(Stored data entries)
------------

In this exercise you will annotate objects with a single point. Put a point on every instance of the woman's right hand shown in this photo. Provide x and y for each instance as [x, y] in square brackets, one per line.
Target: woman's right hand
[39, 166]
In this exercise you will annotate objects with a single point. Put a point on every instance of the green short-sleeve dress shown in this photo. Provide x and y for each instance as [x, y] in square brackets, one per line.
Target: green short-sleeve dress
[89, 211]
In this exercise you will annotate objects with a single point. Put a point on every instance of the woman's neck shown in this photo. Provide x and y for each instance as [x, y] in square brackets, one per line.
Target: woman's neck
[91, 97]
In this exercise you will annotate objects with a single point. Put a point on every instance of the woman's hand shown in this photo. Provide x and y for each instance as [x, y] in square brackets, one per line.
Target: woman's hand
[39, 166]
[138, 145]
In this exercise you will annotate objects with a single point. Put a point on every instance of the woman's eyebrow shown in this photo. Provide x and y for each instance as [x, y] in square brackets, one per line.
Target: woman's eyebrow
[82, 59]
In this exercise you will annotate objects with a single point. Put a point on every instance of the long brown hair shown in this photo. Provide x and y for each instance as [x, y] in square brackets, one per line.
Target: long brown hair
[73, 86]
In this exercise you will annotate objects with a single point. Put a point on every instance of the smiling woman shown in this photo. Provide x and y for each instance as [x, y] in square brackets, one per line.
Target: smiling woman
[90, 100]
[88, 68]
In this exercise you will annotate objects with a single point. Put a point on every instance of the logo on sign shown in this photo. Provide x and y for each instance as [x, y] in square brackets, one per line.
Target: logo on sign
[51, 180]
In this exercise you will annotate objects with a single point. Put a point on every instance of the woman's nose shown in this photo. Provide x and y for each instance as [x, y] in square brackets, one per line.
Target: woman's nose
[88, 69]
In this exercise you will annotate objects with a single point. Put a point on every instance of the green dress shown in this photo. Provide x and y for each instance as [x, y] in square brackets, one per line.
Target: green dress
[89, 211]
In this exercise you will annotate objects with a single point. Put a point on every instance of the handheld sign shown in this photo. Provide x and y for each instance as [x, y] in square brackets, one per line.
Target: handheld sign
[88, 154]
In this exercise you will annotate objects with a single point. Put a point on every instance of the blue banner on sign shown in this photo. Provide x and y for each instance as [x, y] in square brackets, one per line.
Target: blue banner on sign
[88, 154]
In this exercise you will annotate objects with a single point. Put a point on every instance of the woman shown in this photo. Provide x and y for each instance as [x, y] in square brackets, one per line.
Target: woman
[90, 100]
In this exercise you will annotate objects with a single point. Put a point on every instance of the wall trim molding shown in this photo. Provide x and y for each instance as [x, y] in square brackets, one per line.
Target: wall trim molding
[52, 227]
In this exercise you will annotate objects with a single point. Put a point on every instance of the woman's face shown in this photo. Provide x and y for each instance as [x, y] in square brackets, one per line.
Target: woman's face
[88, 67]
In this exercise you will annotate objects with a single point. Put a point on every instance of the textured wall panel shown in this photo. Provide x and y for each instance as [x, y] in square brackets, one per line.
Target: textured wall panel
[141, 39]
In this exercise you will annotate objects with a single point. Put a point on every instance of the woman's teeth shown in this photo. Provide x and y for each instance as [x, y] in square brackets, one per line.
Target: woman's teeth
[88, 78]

------------

▶ **WORK TO COMPLETE**: Restate exactly the lines running from the line with "Target: textured wall panel" to the end of the entries above, both ends included.

▶ **PROBLEM SOLUTION**:
Target: textured wall panel
[141, 39]
In this exercise you will annotate objects with a single point. Put a point on every instance of the woman's teeth shown in this photo. Provide x and y for each instance as [x, y] in square brackets, one per line.
Target: woman's teeth
[88, 78]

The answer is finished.